Stored items from a collection
== == ==

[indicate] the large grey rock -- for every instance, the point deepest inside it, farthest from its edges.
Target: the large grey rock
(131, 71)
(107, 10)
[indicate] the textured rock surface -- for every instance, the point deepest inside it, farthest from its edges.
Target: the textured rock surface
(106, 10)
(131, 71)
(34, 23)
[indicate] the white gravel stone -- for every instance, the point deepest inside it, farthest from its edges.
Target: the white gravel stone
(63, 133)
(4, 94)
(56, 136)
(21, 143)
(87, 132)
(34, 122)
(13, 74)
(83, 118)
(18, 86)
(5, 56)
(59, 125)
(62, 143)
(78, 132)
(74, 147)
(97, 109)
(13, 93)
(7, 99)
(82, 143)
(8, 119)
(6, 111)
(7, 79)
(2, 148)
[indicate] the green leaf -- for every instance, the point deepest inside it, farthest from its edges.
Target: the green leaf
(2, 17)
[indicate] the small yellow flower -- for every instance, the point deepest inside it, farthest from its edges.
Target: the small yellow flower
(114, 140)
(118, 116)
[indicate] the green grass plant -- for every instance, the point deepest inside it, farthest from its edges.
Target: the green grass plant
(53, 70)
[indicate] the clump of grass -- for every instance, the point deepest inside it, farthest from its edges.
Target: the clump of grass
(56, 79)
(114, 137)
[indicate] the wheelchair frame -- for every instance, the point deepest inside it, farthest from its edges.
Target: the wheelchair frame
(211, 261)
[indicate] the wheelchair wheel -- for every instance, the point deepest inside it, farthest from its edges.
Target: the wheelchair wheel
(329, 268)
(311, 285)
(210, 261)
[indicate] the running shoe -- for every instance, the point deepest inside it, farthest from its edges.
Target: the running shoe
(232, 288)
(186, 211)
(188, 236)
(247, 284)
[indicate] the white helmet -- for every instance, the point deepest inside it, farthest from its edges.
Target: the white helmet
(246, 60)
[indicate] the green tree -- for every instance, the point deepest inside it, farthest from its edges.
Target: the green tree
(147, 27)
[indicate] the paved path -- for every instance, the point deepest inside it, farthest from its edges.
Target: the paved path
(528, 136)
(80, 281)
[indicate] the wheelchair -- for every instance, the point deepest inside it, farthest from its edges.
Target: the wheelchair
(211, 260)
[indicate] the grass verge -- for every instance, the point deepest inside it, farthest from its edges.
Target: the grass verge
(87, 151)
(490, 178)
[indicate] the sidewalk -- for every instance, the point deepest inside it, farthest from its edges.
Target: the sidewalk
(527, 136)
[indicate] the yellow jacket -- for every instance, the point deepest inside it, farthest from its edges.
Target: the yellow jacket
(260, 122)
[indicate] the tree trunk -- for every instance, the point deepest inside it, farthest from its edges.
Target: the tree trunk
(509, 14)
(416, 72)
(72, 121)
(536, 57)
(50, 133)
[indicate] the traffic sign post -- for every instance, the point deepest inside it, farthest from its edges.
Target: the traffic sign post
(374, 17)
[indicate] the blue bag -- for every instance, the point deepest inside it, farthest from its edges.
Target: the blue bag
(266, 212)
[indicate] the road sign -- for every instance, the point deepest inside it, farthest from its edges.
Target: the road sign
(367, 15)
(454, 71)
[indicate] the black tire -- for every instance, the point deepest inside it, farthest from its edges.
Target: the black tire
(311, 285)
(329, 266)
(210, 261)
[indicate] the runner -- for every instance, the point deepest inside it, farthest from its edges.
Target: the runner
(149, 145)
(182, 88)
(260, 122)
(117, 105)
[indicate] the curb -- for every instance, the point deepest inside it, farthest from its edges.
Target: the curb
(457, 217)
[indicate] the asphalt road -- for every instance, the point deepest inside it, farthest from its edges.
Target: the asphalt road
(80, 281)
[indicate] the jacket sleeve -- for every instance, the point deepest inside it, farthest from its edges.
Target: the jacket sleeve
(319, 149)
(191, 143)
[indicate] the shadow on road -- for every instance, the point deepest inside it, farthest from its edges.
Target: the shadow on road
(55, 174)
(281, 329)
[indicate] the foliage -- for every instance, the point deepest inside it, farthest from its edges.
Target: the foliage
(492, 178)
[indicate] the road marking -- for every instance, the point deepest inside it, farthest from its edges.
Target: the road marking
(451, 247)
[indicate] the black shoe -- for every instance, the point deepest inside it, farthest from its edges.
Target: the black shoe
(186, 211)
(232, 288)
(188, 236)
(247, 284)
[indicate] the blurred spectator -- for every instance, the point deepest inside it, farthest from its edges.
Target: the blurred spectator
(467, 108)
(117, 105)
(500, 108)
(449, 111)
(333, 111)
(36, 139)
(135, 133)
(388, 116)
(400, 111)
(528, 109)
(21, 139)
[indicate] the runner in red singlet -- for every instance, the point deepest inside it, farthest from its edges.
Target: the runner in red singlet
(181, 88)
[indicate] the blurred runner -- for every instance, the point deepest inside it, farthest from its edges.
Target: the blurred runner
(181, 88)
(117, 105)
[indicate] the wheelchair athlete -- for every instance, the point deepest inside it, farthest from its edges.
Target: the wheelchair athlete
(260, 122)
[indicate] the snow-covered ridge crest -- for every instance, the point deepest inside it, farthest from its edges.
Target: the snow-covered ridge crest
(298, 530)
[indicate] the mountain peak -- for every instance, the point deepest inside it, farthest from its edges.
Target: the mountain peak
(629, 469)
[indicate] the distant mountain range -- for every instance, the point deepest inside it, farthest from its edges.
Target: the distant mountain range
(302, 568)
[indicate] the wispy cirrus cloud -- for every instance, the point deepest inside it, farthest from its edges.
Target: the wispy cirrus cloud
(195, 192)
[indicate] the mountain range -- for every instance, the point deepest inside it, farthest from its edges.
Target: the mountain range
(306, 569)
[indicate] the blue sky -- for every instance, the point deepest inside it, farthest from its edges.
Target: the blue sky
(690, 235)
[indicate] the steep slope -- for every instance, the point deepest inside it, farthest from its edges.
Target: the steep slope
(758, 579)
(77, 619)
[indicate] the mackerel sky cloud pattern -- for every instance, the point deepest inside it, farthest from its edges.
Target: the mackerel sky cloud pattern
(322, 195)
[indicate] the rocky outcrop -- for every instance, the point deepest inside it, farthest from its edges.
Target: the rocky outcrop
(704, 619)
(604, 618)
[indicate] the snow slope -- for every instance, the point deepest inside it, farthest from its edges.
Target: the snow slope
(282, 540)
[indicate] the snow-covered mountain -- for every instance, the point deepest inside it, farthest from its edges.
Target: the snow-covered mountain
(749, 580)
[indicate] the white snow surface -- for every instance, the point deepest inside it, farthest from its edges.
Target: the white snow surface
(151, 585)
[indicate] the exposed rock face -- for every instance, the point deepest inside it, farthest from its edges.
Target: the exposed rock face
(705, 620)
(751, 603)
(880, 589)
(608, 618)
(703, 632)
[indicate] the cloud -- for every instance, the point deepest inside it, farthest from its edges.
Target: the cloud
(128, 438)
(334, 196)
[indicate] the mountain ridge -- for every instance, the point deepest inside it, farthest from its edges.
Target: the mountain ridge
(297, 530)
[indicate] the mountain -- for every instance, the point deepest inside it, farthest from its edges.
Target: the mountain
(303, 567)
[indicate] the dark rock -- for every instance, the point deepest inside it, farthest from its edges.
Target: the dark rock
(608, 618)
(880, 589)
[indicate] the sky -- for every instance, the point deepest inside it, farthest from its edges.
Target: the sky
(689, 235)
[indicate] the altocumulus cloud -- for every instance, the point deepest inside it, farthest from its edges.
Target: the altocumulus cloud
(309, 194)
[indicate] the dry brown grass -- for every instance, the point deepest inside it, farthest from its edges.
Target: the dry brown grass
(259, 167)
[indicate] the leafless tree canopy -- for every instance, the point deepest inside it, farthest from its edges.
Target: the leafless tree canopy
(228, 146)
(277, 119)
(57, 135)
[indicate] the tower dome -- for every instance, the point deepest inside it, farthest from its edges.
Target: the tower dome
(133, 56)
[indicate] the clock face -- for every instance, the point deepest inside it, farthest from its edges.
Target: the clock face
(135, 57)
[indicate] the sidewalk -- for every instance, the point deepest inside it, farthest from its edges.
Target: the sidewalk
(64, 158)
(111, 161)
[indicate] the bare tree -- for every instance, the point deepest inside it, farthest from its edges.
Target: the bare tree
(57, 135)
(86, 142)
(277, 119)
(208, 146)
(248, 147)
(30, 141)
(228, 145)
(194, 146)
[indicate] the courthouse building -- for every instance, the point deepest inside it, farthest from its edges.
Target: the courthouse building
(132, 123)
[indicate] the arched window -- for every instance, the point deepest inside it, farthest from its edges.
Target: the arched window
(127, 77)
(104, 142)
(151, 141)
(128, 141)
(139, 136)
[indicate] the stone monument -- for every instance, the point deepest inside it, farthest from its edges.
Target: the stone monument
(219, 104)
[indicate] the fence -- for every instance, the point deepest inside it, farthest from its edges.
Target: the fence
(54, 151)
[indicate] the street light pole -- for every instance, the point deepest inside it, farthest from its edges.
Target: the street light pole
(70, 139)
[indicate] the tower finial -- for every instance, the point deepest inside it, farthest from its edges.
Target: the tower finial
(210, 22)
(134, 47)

== == ==

__Task item__. Output the lines of the records above exactly as they appear, from the line containing "Target: the tower dome" through the line containing "[indicate] the street".

__Response for this exercise__.
Target: the tower dome
(133, 56)
[indicate] the clock face -- for every instance, the point deepest inside it, farthest from its edges.
Target: the clock face
(135, 57)
[indicate] the sidewalk -- for every instance, the point deepest inside it, farthest from its edges.
Target: the sidewalk
(64, 158)
(111, 161)
[indicate] the bare tree -- for every instance, the point deepest inside it, farthest from its edges.
Target: the bare tree
(57, 135)
(86, 142)
(277, 119)
(208, 146)
(248, 147)
(30, 141)
(228, 145)
(194, 146)
[indicate] the courthouse building -- for every instance, the point deepest inside it, farthest from its edges.
Target: the courthouse building
(132, 123)
[indicate] the arched window -- for every instance, the point deepest inside it, farthest from its edges.
Target: the arched window
(127, 77)
(104, 142)
(151, 141)
(128, 141)
(139, 136)
[indicate] the stone monument -- for every instance, the point deepest inside it, farthest from its edges.
Target: the stone monument
(219, 104)
[indicate] the fence -- for every instance, the point deepest inside it, farthest from its edges.
Target: the fence
(54, 151)
[indicate] the street light pole -- for every instance, the point deepest inside it, farthest from its edges.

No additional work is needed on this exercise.